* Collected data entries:
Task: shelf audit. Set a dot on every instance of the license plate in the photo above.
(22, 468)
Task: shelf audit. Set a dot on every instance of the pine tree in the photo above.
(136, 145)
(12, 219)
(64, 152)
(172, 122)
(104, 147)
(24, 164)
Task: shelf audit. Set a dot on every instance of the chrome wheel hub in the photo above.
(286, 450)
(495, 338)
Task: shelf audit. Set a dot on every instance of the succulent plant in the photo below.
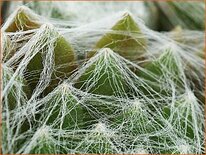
(137, 92)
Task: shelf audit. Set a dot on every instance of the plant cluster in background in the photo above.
(102, 80)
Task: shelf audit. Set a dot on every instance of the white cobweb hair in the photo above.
(100, 123)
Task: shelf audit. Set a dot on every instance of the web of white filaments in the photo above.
(108, 104)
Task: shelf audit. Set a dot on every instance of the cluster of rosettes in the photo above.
(109, 86)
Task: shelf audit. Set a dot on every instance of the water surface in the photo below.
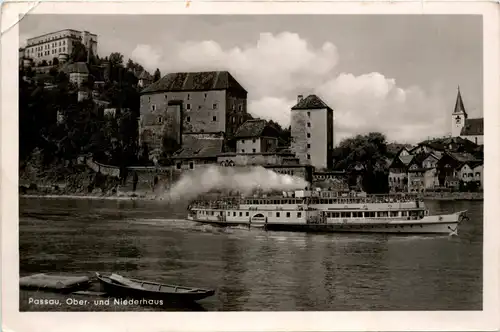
(252, 269)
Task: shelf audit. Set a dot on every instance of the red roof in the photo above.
(195, 81)
(310, 102)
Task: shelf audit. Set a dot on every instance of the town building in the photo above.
(312, 132)
(145, 79)
(256, 136)
(210, 102)
(462, 126)
(58, 45)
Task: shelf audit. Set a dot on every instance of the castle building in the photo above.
(58, 45)
(191, 103)
(462, 126)
(312, 132)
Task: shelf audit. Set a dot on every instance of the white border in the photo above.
(485, 320)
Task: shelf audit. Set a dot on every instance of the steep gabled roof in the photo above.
(462, 157)
(406, 159)
(255, 128)
(195, 81)
(473, 127)
(145, 75)
(310, 102)
(459, 104)
(194, 148)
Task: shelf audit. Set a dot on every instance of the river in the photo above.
(253, 270)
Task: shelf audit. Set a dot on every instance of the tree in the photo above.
(157, 75)
(116, 59)
(78, 53)
(368, 152)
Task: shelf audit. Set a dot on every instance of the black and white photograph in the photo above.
(251, 162)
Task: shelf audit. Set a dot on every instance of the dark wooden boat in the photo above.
(118, 286)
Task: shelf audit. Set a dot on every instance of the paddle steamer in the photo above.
(326, 211)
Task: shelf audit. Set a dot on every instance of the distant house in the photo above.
(78, 72)
(470, 129)
(145, 79)
(450, 164)
(256, 136)
(197, 150)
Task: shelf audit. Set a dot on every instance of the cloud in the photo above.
(276, 68)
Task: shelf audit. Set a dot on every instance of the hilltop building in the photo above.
(194, 103)
(312, 132)
(58, 44)
(462, 126)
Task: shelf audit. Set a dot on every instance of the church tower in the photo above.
(458, 116)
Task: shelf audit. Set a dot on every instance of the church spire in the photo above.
(459, 104)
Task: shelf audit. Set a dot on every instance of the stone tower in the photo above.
(458, 116)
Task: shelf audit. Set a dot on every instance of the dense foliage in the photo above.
(53, 121)
(364, 158)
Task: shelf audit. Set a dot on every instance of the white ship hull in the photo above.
(439, 224)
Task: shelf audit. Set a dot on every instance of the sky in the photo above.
(396, 74)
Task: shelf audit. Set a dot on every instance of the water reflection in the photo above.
(253, 269)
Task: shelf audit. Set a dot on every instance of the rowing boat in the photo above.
(119, 286)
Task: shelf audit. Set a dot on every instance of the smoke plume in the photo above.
(245, 181)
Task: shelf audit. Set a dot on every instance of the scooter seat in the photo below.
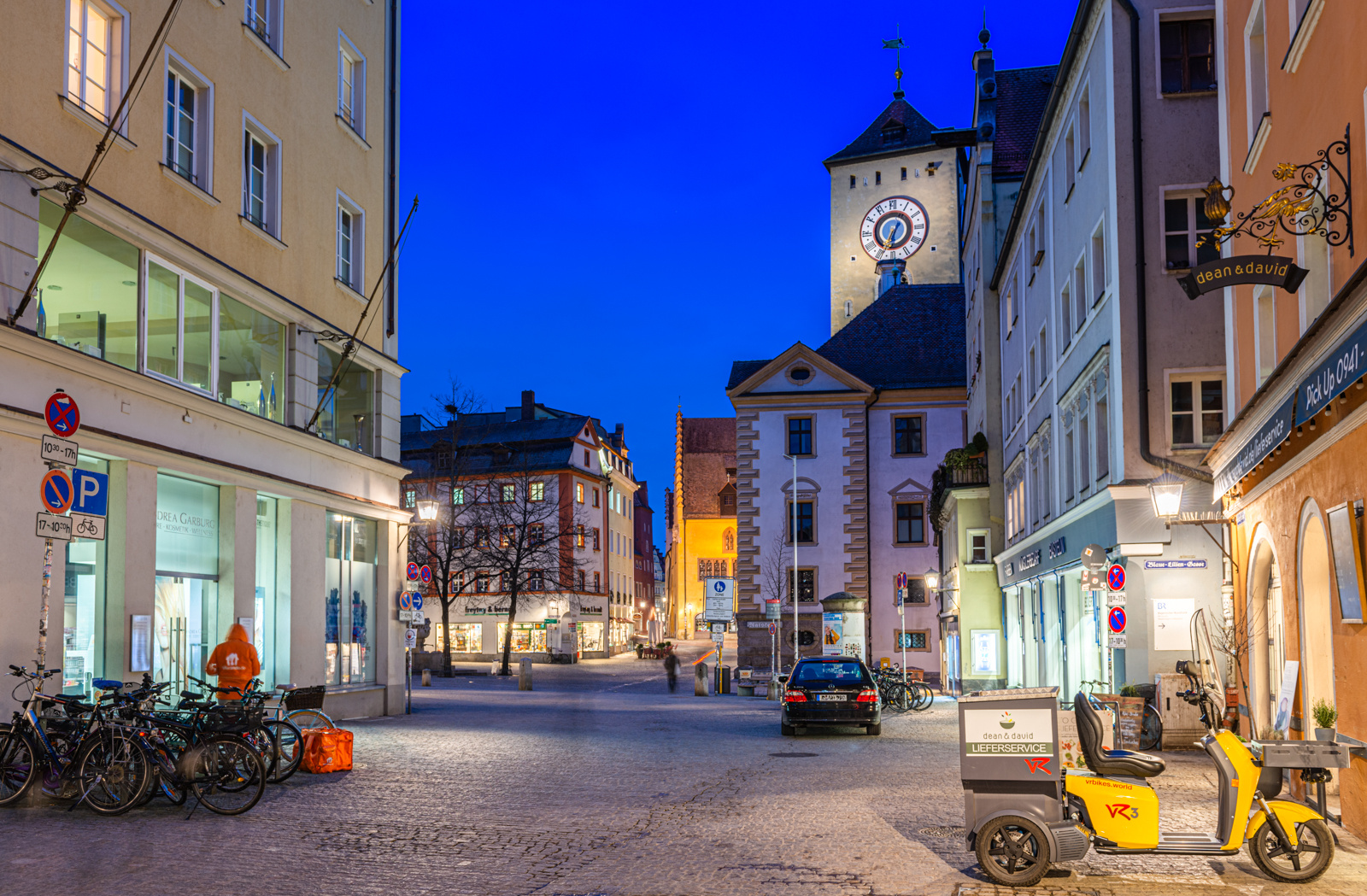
(1102, 761)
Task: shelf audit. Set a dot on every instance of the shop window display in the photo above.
(82, 616)
(186, 599)
(350, 583)
(88, 298)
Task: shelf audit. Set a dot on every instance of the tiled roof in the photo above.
(897, 129)
(911, 337)
(1022, 95)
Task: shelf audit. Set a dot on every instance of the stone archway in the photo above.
(1316, 613)
(1262, 627)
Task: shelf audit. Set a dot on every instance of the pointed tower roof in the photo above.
(895, 130)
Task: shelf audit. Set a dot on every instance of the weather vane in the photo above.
(895, 44)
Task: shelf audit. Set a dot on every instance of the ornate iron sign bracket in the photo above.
(1316, 201)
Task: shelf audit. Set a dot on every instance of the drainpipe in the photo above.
(1141, 286)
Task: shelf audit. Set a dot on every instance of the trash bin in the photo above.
(1008, 743)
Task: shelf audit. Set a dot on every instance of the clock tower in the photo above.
(893, 198)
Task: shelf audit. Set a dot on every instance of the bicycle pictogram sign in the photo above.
(56, 492)
(62, 414)
(1116, 578)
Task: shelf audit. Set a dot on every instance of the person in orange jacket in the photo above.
(234, 661)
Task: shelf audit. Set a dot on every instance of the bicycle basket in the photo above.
(305, 697)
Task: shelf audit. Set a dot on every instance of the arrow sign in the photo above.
(56, 492)
(62, 414)
(1116, 578)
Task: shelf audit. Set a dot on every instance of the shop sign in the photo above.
(1339, 371)
(1271, 433)
(1175, 565)
(1277, 271)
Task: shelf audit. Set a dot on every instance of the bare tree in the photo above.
(524, 537)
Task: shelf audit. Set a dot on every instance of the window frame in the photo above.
(116, 61)
(788, 435)
(273, 157)
(202, 170)
(1195, 376)
(895, 419)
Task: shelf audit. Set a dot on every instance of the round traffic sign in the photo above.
(62, 414)
(56, 492)
(1116, 578)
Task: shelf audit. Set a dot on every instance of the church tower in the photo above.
(893, 197)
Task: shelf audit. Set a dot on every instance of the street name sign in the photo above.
(59, 451)
(51, 526)
(88, 526)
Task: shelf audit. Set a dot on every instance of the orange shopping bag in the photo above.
(327, 750)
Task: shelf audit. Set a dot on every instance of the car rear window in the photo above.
(848, 672)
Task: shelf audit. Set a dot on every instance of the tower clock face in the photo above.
(893, 228)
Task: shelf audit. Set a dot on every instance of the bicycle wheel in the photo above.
(114, 772)
(1152, 732)
(287, 746)
(227, 775)
(305, 718)
(18, 764)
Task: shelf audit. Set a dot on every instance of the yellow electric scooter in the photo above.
(1116, 811)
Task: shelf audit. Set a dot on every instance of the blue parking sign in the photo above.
(92, 492)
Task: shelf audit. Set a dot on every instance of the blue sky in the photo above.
(619, 200)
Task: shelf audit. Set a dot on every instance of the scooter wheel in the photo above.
(1316, 852)
(1013, 852)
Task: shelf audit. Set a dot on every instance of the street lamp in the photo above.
(1166, 495)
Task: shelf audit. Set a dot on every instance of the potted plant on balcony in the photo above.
(1325, 718)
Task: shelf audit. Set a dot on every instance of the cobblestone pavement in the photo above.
(601, 783)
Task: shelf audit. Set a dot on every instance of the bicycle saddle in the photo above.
(1123, 763)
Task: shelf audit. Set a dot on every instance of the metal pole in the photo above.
(43, 611)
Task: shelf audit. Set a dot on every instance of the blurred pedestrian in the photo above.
(672, 670)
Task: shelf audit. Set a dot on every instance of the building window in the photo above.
(1184, 225)
(911, 524)
(806, 522)
(979, 549)
(350, 242)
(348, 412)
(350, 85)
(189, 120)
(96, 56)
(799, 436)
(1195, 425)
(263, 16)
(912, 640)
(908, 435)
(1188, 55)
(261, 178)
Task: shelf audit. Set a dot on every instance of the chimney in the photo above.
(890, 273)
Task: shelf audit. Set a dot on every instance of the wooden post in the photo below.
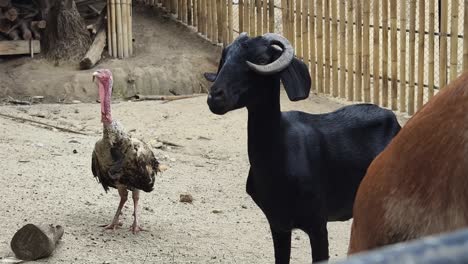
(312, 38)
(319, 46)
(298, 30)
(443, 44)
(421, 34)
(343, 48)
(350, 51)
(384, 53)
(114, 28)
(454, 41)
(412, 56)
(33, 242)
(393, 43)
(271, 12)
(118, 20)
(124, 7)
(431, 64)
(403, 72)
(358, 56)
(334, 48)
(376, 94)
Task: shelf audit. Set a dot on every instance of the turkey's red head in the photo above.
(104, 81)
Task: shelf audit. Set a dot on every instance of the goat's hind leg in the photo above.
(282, 246)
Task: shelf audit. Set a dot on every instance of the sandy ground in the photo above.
(44, 181)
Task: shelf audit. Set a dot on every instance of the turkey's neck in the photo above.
(105, 91)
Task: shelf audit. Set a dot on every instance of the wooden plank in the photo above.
(376, 22)
(342, 48)
(298, 29)
(454, 41)
(265, 16)
(327, 46)
(16, 47)
(271, 13)
(334, 48)
(385, 53)
(412, 56)
(312, 38)
(366, 51)
(394, 55)
(465, 33)
(305, 31)
(350, 51)
(358, 57)
(443, 44)
(403, 72)
(319, 37)
(421, 35)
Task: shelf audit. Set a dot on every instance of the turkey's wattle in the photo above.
(120, 161)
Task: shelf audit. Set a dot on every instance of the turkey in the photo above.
(120, 161)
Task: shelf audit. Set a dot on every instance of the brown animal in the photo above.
(120, 161)
(418, 185)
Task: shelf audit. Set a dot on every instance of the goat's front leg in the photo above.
(318, 236)
(282, 245)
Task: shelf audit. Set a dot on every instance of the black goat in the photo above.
(304, 169)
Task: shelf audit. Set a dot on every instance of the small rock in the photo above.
(186, 198)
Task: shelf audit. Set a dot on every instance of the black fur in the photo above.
(304, 169)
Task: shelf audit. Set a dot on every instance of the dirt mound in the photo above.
(169, 59)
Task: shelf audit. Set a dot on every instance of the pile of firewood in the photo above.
(20, 21)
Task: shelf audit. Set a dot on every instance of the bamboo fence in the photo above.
(396, 54)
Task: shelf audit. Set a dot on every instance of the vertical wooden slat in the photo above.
(358, 57)
(465, 35)
(271, 18)
(403, 72)
(422, 16)
(376, 63)
(454, 41)
(298, 29)
(124, 9)
(319, 46)
(312, 38)
(252, 18)
(118, 11)
(412, 56)
(258, 4)
(305, 31)
(350, 51)
(109, 28)
(230, 23)
(443, 44)
(365, 50)
(431, 64)
(343, 48)
(265, 16)
(241, 16)
(334, 48)
(385, 53)
(394, 51)
(327, 46)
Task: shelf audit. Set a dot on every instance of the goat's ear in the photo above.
(296, 80)
(210, 76)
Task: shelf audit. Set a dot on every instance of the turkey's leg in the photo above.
(135, 228)
(123, 198)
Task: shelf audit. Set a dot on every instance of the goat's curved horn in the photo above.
(282, 62)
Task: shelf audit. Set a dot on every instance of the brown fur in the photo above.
(419, 184)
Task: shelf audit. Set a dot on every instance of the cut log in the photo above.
(26, 33)
(33, 242)
(95, 51)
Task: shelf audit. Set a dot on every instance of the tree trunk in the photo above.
(66, 37)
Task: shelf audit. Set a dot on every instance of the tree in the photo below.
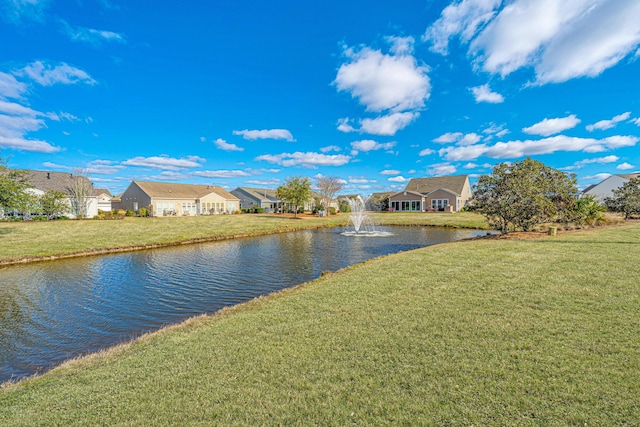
(13, 184)
(524, 194)
(295, 191)
(80, 190)
(53, 203)
(626, 199)
(328, 187)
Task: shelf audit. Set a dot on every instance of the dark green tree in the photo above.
(53, 204)
(626, 199)
(12, 185)
(296, 191)
(523, 194)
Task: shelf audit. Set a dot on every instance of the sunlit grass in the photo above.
(40, 239)
(487, 332)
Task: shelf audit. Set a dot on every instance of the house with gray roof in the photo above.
(438, 194)
(257, 198)
(605, 188)
(40, 182)
(169, 199)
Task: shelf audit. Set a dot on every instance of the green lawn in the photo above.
(490, 332)
(20, 240)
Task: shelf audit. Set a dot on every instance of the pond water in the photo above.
(53, 311)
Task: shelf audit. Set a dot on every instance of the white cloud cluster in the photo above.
(48, 75)
(265, 134)
(517, 149)
(91, 36)
(165, 162)
(308, 159)
(559, 39)
(549, 127)
(371, 145)
(608, 124)
(390, 83)
(225, 146)
(485, 94)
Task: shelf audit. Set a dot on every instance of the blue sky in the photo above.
(376, 93)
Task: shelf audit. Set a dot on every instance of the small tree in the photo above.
(53, 204)
(626, 199)
(524, 194)
(328, 187)
(80, 190)
(296, 191)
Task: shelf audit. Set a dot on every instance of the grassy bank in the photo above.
(19, 240)
(486, 332)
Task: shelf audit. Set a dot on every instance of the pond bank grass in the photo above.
(483, 332)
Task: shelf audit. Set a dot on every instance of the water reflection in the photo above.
(50, 312)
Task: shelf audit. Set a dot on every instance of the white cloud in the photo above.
(608, 124)
(224, 145)
(462, 18)
(10, 87)
(388, 125)
(598, 176)
(91, 36)
(469, 139)
(625, 166)
(48, 75)
(308, 159)
(330, 148)
(484, 94)
(517, 149)
(441, 169)
(165, 162)
(221, 173)
(448, 137)
(384, 82)
(265, 134)
(169, 176)
(549, 127)
(17, 11)
(16, 121)
(559, 39)
(370, 145)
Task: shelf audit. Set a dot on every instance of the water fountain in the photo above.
(362, 224)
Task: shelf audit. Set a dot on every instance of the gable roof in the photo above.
(427, 185)
(260, 193)
(57, 181)
(181, 191)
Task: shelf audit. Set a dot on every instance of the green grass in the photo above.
(19, 240)
(490, 332)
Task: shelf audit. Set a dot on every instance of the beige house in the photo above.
(166, 199)
(439, 194)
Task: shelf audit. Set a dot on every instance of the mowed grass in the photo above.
(19, 240)
(492, 332)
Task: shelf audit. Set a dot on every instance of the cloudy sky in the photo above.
(376, 93)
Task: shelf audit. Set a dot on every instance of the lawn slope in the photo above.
(487, 332)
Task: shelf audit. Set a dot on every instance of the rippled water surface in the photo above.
(53, 311)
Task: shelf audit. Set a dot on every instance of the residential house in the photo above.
(257, 198)
(104, 199)
(168, 199)
(605, 188)
(438, 194)
(40, 182)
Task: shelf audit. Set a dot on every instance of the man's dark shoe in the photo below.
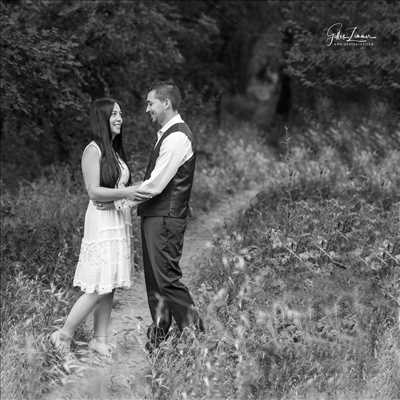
(156, 336)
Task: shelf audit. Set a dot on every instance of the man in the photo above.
(167, 186)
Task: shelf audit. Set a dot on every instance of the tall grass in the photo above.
(300, 294)
(42, 226)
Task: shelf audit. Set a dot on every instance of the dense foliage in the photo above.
(301, 292)
(57, 56)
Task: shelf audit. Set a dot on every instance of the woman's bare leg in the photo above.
(101, 320)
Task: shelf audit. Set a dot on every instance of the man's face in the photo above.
(156, 108)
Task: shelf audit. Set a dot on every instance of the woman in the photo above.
(105, 257)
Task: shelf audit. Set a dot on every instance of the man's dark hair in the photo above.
(168, 90)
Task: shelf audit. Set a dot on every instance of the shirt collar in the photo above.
(176, 119)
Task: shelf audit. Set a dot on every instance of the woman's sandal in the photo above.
(101, 348)
(61, 342)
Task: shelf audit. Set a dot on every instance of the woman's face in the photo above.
(116, 120)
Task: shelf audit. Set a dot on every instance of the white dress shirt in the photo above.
(175, 150)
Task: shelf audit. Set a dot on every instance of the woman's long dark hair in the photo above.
(100, 113)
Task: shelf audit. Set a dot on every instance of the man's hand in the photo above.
(133, 194)
(108, 205)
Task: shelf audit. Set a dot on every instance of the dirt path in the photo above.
(128, 374)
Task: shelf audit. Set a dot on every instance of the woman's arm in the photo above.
(91, 176)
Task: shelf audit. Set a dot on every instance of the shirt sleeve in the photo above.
(174, 151)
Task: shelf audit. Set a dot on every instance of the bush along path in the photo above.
(130, 373)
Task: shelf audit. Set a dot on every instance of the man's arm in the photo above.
(174, 151)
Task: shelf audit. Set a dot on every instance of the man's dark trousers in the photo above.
(162, 242)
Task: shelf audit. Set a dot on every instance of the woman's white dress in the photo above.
(105, 256)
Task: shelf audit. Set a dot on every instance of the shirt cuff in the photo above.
(124, 204)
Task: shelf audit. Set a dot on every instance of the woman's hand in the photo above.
(131, 193)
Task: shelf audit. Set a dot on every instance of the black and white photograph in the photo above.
(200, 199)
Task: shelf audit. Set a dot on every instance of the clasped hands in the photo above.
(130, 193)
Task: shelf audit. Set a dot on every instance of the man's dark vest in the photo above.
(173, 201)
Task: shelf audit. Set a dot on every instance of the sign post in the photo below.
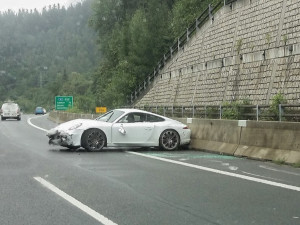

* WHAT THE TASK ASKS:
Reproduce exactly and only the lines from the one with "vest in the photo above." through the final line of the records above, inclusive. Pictures must be left out.

* FINISHED TASK:
Task: shelf audit. Set a dot on every instance of the man's dark vest in the photo above.
(173, 201)
Task: shelf audit. Set a dot on every instance of the sign post in the photo below.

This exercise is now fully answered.